Exercise objective:
Show every one of the lines below that contains the string "building". Case counts.

(Excerpts from a dataset on object pointing)
*-*-*

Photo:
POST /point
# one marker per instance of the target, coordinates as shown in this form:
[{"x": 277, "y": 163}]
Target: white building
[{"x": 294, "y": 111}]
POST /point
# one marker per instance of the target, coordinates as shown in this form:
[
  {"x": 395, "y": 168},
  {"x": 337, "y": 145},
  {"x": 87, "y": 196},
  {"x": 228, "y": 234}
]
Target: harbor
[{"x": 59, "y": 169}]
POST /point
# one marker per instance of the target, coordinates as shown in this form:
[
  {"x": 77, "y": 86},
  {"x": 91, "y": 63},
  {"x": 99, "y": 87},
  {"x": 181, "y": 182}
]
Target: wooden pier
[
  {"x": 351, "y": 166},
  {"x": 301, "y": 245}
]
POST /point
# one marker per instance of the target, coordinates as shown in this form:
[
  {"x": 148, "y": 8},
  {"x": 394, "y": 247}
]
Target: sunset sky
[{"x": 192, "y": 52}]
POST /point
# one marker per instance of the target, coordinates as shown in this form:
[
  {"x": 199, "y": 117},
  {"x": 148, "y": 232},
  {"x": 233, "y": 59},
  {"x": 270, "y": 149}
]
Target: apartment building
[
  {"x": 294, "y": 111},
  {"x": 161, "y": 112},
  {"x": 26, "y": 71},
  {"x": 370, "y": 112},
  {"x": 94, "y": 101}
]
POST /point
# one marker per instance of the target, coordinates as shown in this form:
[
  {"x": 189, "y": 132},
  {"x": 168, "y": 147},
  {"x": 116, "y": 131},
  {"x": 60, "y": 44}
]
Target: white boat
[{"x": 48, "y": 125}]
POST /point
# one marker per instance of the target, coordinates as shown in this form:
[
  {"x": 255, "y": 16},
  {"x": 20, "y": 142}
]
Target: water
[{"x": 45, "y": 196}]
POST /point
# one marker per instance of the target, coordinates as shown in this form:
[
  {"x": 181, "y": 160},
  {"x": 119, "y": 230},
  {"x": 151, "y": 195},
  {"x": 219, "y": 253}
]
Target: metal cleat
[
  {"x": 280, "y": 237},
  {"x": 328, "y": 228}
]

*-*-*

The reply:
Target: white building
Target: apartment building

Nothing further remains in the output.